TEXT TO READ:
--- BEGIN ---

Sunday, July 24, 2011

Layered Pizza Pasta Salad

Find yourself looking for another uniquely different dish? Want something out of the ordinary to take to the summer BBQ/Pot-Luck? Here's a pasta salad that's a twist on take-out and everyone is going to enjoy!

Layered Pizza Pasta Salad
1 box (16 oz) rotini pasta (I like using the tri-color rotini)
1 teaspoon Italian seasoning
1 medium red bell pepper, chopped
2 Roma (plum) tomatoes, chopped
1 large green bell pepper, chopped
1 package (3.5 oz) sliced pepperoni
1 container (8 oz) fresh mozzarella ciliegini (cheese balls), drained and halved
3 green onions, with tops, sliced
1/2 cup sliced pimento-stuffed green olives
1 cup zesty Italian dressing
1/4 cup of shredded Parmesan cheese

Cook and drain pasta as according to package instructions. Rinse with cold water to cool; drain.

In a 3 or 4 qt clear bowl (unfortunately, mine is not so clear, but it's all I had), layer 4 cups pasta, 1/2 teaspoon Italian season, then in order red bell pepper, tomatoes, green bell pepper, remaining pasta, remaining 1/2 teaspoon Italian seasoning, the pepperoni, mozzarella, green onions and olives.

Pour dressing over salad; sprinkle with Parmesan cheese and refrigerate 2 hours.

Stir just before serving!

Saturday, July 23, 2011

Radish Pasta

Here's another quick & easy summer time meal that's light and delicious! This recipe utilizes all the wonderful "French Breakfast Radishes" I grew in my garden this year. Makes a great lunch or light dinner. This dish also uses the radishes greens which are very good for you. If you can't find radishes with their greens attached, you can substitute a few handfuls of baby spinach.

All you need to put this together is:

Coarse salt and freshly ground pepper
3/4 pound of linguine or other long pasta
1/4 cup (1/2 stick) unsalted butter
2 garlic cloves, thinly sliced
1 large bunch of radishes, thinly sliced, greens rinsed well and roughly chopped.

In a large pot of boiling salted water, cook pasta according to package instructions. Reserve 1 cup pasta water; drain pasta and return to pot. Add 2 Tablespoons butter and toss until butter is melted; keep warm.

Meanwhile, in a large skillet, melt 1 Tablespoon butter over medium-high. Add garlic and radishes and cook, stirring occasionally, until radishes are crisp-tender, 3 minutes.

Add radish greens and cook until wilted. Season with salt and pepper.

Add to the pasta and stir to combine. Add enough of the reserved pasta water to create a light sauce that coats pasta. Now, if you'd really like to make this a meal, in that same skillet, melt another Tablespoon of butter and toss in 1 pound of peeled and deveined shrimp, season with salt and pepper, and cook, stirring occasionally, until opaque throughout, 4 minutes. Add shrimp to the pasta and toss.

To serve along with this, I sliced up a baguette into "crostini", toasted them, quickly, rubbed them with a cut clove of garlic, sprinkled some shredded smoked mozzarella cheese on them, put them back under a broiler just to melt the cheese.

Serve this along with the pasta and enjoy!

Wednesday, July 20, 2011

Watermelon Pops

After making that really tasty Watermelon Gazpacho, I found myself with an abundance of extra watermelon. Wondering what to do with it, and summer temperatures have been in the sweltering upper 90s, I threw together these refreshing Watermelon Pops!

--- END ---

AVAILABLE DATA:
--- BEGIN ---

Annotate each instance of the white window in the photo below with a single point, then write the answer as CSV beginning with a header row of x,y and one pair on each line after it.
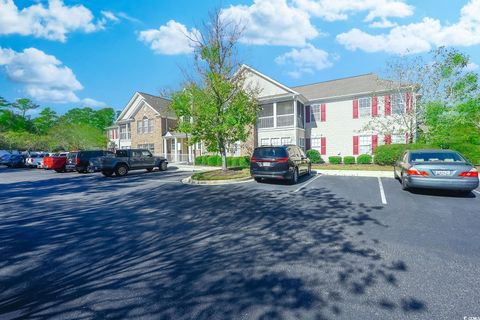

--- END ---

OBJECTIVE: Please set down, word for word, the part of the recipe blog that opens with the words containing "All you need" and closes with "and roughly chopped.". The data has nothing to do with the recipe blog above.

THE REPLY:
All you need to put this together is:

Coarse salt and freshly ground pepper
3/4 pound of linguine or other long pasta
1/4 cup (1/2 stick) unsalted butter
2 garlic cloves, thinly sliced
1 large bunch of radishes, thinly sliced, greens rinsed well and roughly chopped.